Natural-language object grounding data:
^^^^^^^^

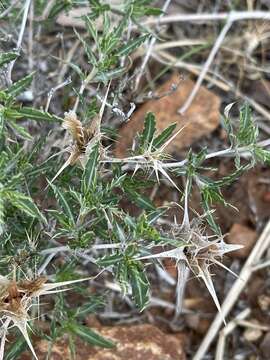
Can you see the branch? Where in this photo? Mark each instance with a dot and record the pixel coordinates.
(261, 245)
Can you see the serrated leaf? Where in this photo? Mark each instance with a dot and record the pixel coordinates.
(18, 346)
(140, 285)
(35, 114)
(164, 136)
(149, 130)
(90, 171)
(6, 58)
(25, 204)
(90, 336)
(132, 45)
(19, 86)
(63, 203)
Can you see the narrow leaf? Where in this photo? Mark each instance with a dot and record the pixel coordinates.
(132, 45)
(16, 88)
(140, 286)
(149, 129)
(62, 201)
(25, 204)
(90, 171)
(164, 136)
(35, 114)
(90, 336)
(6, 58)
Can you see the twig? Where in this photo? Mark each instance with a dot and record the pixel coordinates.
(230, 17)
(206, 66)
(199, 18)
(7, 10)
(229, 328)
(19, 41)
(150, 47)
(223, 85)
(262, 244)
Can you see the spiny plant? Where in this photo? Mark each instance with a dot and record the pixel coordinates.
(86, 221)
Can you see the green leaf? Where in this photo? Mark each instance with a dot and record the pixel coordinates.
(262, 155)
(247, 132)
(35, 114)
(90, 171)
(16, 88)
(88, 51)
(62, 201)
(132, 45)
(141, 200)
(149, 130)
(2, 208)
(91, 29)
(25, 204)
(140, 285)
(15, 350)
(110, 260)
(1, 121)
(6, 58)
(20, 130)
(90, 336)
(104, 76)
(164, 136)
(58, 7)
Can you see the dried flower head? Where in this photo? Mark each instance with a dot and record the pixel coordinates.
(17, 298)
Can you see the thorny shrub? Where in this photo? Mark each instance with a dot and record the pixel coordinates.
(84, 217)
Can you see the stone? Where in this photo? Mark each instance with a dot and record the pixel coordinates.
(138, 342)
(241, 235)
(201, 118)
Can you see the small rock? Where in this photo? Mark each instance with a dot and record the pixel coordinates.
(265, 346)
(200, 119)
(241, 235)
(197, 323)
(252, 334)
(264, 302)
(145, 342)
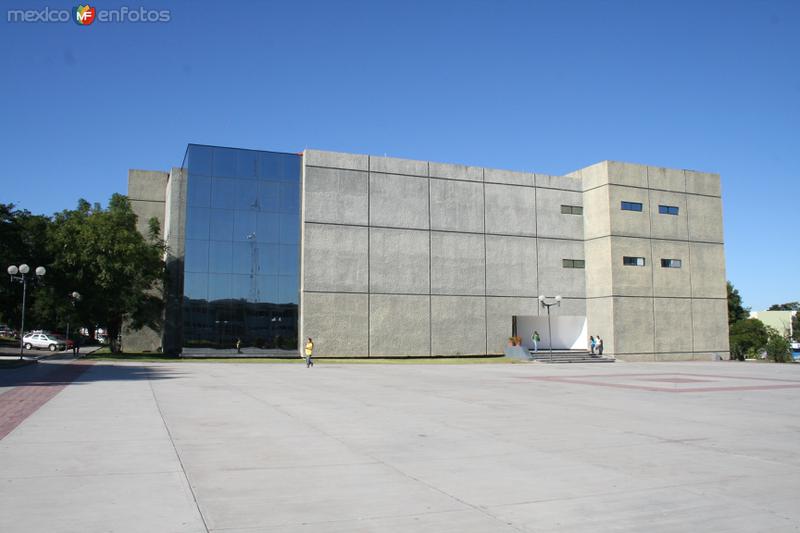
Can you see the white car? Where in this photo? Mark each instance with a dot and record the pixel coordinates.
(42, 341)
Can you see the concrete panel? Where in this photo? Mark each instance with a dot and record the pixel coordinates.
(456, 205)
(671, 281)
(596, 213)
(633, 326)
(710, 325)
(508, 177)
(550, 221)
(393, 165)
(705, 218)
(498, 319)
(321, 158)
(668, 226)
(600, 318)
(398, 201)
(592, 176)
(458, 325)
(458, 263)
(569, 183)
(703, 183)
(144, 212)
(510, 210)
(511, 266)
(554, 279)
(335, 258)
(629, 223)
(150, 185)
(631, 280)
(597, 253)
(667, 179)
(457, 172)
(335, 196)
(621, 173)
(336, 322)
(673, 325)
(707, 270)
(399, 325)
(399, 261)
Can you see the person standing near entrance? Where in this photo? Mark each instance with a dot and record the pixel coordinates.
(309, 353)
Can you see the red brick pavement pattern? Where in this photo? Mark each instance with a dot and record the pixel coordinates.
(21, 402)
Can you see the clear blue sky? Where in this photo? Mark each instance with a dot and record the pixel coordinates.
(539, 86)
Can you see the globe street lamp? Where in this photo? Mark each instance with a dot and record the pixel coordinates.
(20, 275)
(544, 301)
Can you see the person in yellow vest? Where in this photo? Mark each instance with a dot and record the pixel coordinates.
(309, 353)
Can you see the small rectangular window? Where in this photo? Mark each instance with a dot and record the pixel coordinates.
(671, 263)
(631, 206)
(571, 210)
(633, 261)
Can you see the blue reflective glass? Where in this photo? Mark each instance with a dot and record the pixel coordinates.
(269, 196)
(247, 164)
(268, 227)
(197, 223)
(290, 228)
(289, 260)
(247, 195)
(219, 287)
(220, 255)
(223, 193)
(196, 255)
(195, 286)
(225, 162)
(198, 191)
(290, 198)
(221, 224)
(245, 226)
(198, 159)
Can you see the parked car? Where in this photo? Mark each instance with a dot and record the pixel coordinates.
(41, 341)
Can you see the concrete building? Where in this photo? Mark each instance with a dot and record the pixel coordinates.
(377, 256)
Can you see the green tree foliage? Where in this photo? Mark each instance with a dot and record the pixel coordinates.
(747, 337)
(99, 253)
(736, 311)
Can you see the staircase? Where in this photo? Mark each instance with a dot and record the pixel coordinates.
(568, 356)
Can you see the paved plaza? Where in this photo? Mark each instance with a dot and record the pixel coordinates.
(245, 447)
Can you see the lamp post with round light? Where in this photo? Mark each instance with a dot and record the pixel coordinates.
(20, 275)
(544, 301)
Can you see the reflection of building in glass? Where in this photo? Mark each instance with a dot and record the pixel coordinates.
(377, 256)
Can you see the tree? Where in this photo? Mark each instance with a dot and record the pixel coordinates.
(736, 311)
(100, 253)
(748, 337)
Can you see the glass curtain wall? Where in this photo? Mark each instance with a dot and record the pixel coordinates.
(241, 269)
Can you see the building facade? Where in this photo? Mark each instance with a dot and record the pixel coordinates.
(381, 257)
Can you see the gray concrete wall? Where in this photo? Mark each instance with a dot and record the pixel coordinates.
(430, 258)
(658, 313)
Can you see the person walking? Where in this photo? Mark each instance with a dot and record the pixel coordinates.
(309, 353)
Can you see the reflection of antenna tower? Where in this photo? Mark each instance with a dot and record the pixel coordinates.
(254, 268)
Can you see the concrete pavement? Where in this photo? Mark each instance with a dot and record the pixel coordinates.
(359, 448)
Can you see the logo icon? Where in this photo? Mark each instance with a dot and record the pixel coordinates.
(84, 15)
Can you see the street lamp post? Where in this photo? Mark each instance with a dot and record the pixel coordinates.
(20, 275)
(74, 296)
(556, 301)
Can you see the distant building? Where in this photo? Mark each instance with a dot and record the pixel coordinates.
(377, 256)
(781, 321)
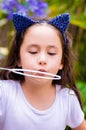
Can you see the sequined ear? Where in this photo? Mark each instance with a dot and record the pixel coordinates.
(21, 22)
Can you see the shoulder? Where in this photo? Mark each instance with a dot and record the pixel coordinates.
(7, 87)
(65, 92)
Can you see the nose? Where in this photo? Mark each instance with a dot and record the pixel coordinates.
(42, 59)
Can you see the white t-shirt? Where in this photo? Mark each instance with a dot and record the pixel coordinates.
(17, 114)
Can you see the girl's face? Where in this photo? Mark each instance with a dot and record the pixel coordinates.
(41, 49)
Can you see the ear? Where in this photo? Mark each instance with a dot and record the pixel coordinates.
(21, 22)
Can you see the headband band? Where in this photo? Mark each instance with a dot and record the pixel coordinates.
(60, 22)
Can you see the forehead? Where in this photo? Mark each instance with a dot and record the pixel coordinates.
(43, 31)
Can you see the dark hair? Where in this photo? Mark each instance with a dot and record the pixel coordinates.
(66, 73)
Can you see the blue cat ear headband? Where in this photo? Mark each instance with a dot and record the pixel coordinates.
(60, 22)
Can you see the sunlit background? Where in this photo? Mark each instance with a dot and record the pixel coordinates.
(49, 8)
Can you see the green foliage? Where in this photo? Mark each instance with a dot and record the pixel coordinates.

^^^^^^^^

* **Your task**: Set the entries down again exactly. Do not include the images.

* **Result below**:
Can you see the branch? Where in this photo? Mark each instance with a dot and record the pixel coordinates.
(261, 245)
Can you see the serrated leaf? Where in this photo? Mark each instance with a dot and record the pixel coordinates.
(18, 346)
(140, 285)
(35, 114)
(164, 136)
(149, 130)
(90, 171)
(6, 58)
(25, 204)
(90, 336)
(132, 45)
(19, 86)
(63, 203)
Can you see the narrow leaf? Where in this photo? Mark each instance with a dot and record the pixel coordinates.
(132, 45)
(16, 88)
(140, 286)
(149, 129)
(62, 201)
(25, 204)
(90, 171)
(164, 136)
(35, 114)
(90, 336)
(6, 58)
Can you see the twig? Where in this photo? Mark each instance with a dot and record the pixel coordinates.
(230, 17)
(206, 66)
(199, 18)
(7, 10)
(229, 328)
(19, 41)
(150, 47)
(223, 85)
(262, 244)
Can you see the spiny plant? Where in this photo? Mark each instance with a dot and record the pixel coordinates.
(86, 221)
Can you see the green leaf? Where in this photo? Mark each instance with a dot and record the pixel coordinates.
(262, 155)
(247, 132)
(35, 114)
(90, 171)
(16, 88)
(88, 51)
(62, 201)
(132, 45)
(141, 200)
(149, 130)
(2, 208)
(91, 29)
(25, 204)
(140, 285)
(15, 350)
(110, 260)
(1, 121)
(6, 58)
(20, 130)
(90, 336)
(104, 76)
(164, 136)
(58, 7)
Can you see the dried flower head? Where in this photo? Mark each instance with a dot and record the pixel coordinates.
(17, 298)
Can you see the thorny shrub? Where in this photo? Mark each instance with a dot and record the pixel coordinates.
(84, 217)
Can you see the stone? Where in this photo? Mark each instance with a dot and record the pixel coordinates.
(138, 342)
(241, 235)
(201, 118)
Can you see the small rock? Where in this photo? Mark each instance with a dot and record the pixel coordinates.
(265, 346)
(200, 119)
(241, 235)
(197, 323)
(252, 334)
(264, 302)
(145, 342)
Can you see the white car? Where in this photo? Mark each instance with a dot and record the pixel coordinates.
(42, 341)
Can you see the concrete panel? Where in this photo? Mark each instance with a dot and record the pixel coordinates.
(456, 205)
(671, 281)
(596, 213)
(633, 326)
(710, 325)
(508, 177)
(550, 221)
(393, 165)
(705, 218)
(498, 319)
(321, 158)
(668, 226)
(600, 318)
(398, 201)
(592, 176)
(458, 325)
(458, 263)
(569, 183)
(703, 183)
(144, 212)
(510, 210)
(511, 266)
(554, 279)
(335, 258)
(629, 223)
(150, 185)
(631, 280)
(597, 253)
(667, 179)
(457, 172)
(335, 196)
(621, 173)
(336, 322)
(673, 325)
(707, 270)
(399, 325)
(399, 261)
Can you see the person standing near entrance? Where in this photo? Mark each instance with a dot and record the pixel coordinates.
(309, 353)
Can you see the red brick pavement pattern? Where in this photo? Mark each instance with a dot and record the pixel coordinates.
(21, 402)
Can you see the clear blue sky? Where in this photo? Mark each instance with a dot and record the pixel coordinates.
(539, 86)
Can you see the globe street lamp? Where in this photo? Mark each instance with a dot and record the pixel coordinates.
(20, 275)
(544, 301)
Can you see the person in yellow vest? Where in this photo? Mark each instance with a dot and record the pixel coordinates.
(309, 353)
Can you see the small rectangular window? Where in this photo? Mark each instance with a dot and record the pixel coordinates.
(671, 263)
(631, 206)
(571, 210)
(633, 261)
Can you see the blue reflective glass? Where in this photo? Mark each instance with a dot and record the pixel coordinates.
(269, 196)
(247, 164)
(268, 227)
(197, 223)
(290, 228)
(289, 260)
(247, 195)
(219, 287)
(220, 255)
(223, 193)
(196, 255)
(195, 286)
(225, 162)
(198, 191)
(290, 198)
(221, 224)
(245, 226)
(198, 159)
Can you see the parked car? Where in this photo? Mark each instance with a dot and record the pixel coordinates.
(41, 341)
Can you see the concrete building? Where in this photo? Mark each instance with a dot and record the pixel coordinates.
(377, 256)
Can you see the green tree foliage? Where in this photo? Mark each instance with a dot and record the pixel coordinates.
(747, 337)
(99, 253)
(736, 311)
Can you see the staircase? Where in this photo? Mark each instance with a dot and record the pixel coordinates.
(568, 356)
Can you see the paved plaza? Where in this photo? Mark each instance with a dot and record the pixel coordinates.
(245, 447)
Can you see the lamp post with round light? Where in this photo? Mark each instance with a dot and record the pixel coordinates.
(20, 275)
(544, 301)
Can you see the reflection of building in glass? Where in this photo? Mark each instance with a dot and record the pixel coordinates.
(377, 256)
Can you see the tree? Where in this photo? Mark each instance with a dot and record the pixel coordinates.
(736, 311)
(100, 253)
(748, 337)
Can you see the glass curtain wall? Where in this photo? Mark each instance with a dot and record the pixel coordinates.
(241, 269)
Can you see the building facade? Where in this photo? Mark each instance with a dot and record the pixel coordinates.
(381, 257)
Can you see the gray concrete wall? Where in this photo? Mark each instance with a dot and record the pixel coordinates.
(430, 258)
(658, 313)
Can you see the person walking? Where in this photo? Mark each instance with a dot and record the pixel coordinates.
(309, 353)
Can you see the reflection of antenna tower? Where in this photo? Mark each instance with a dot and record the pixel coordinates.
(254, 268)
Can you see the concrete pavement? Where in this photo? Mark each instance with a dot and record the pixel coordinates.
(359, 448)
Can you see the logo icon? Where in this photo? Mark each instance with a dot and record the pixel coordinates.
(84, 15)
Can you see the street lamp post? Where in this photo? Mark each instance with a dot and record the pixel coordinates.
(20, 275)
(74, 296)
(556, 301)
Can you see the distant building? Where in this photo? Mark each instance with a dot and record the pixel coordinates.
(377, 256)
(781, 321)
Can you see the sequined ear? Where in this photo? Mark each instance with a dot and record the pixel coordinates.
(21, 22)
Can you see the shoulder? Where in this photo? Mark each instance with a dot and record the pixel coordinates.
(7, 87)
(65, 92)
Can you see the nose? Where in this photo? Mark each instance with a dot and record the pixel coordinates.
(42, 59)
Can you see the white t-shirt? Where in this photo? Mark each instance with a dot and record the pixel coordinates.
(17, 114)
Can you see the girl's face? Where in this photo? Mark each instance with a dot and record the pixel coordinates.
(41, 49)
Can you see the ear? Where in this photo? Mark each instance with a dot and record the pixel coordinates.
(21, 22)
Can you see the headband band? Where in this photo? Mark each instance with a dot and record the pixel coordinates.
(60, 22)
Can you see the forehead? Where in this photo? Mark each instance with a dot and record the pixel coordinates.
(43, 31)
Can you see the dark hair? Where in this photo? Mark each instance with a dot and record the pixel coordinates.
(66, 73)
Can you see the blue cat ear headband? Where in this photo? Mark each instance with a dot and record the pixel coordinates.
(60, 22)
Can you see the sunlit background? Where in this photo? Mark each instance with a dot and record the pixel coordinates.
(49, 8)
Can you see the green foliage? Where in this photo? Mark each instance with a dot and record the pixel coordinates.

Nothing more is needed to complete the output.